■ Exercise details ■
Write out all of the records below word for word, leaving out the pictures.

--- start Extracted records ---

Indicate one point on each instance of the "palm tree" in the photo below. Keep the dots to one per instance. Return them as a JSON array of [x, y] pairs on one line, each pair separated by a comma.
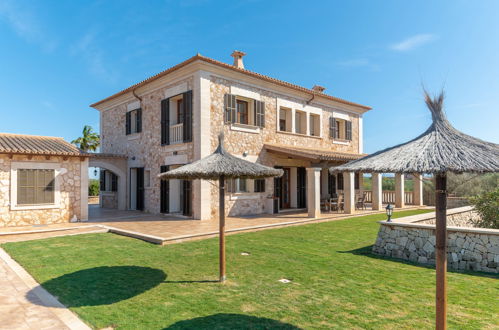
[[89, 141]]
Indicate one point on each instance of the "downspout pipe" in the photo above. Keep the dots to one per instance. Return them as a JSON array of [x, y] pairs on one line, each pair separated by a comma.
[[313, 97]]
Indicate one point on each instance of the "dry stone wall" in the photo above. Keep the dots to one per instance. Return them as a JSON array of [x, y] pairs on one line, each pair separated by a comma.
[[468, 248], [70, 190]]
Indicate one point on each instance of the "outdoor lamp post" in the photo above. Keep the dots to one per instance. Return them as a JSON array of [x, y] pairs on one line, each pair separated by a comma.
[[389, 212]]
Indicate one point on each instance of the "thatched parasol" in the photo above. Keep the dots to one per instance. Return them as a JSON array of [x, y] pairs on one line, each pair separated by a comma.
[[221, 165], [439, 150]]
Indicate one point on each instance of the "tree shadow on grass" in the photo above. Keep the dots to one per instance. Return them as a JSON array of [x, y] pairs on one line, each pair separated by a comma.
[[367, 252], [231, 321], [100, 285]]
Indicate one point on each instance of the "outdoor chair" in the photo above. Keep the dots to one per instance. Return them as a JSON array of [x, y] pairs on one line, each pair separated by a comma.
[[361, 202], [337, 204]]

--- end Extracted records ---

■ Written answer ■
Indicate one point on each instance of the "palm tree" in the photo below. Keep the dots to one per instance. Return them as a JSON array of [x, y] pairs on one line, each pair separated by a comma.
[[89, 141]]
Indicate one point on each instance of the "downspout pipe" in the photo above. Keep the dots to one per instance. Return them as a JSON array of [x, y] pairs on one line, each pair separated by a comma.
[[313, 97]]
Indicate one point on each instance of the "dry stone wall" in the photo above. Keep the dots to one per instance. Return them as a JSON array of [x, y] pairs on one line, each pair separated by a comma.
[[468, 248], [70, 190]]
Indicate one point on each instance of the "outdoor lamp post" in the photo above. Keep the dots to one per instance. Return them as a JSON array of [x, y] pairs on one line, each pair separated by a comma.
[[389, 212]]
Indicate one point on each instance of the "thatched parasol" in the photo above. Keep the dots to one per instance. Return them as a JSON array of [x, y] pairs on one line, each pair separated by a comma.
[[221, 165], [439, 150]]
Indicate one point on each instance of the "tree shadow on grass" in the photo above. Keep the dots to one per instance. Return them as a JSON array of [x, y] pairs on one line, each pair separated by a comma.
[[367, 252], [231, 321], [100, 285]]
Indicate one point on each instance of the "outdoor chair" in the photo above. Keep the dots to one per instance. Return them as a JSON array of [x, y] pairs on one line, each pair separated by a comma.
[[361, 202], [337, 204]]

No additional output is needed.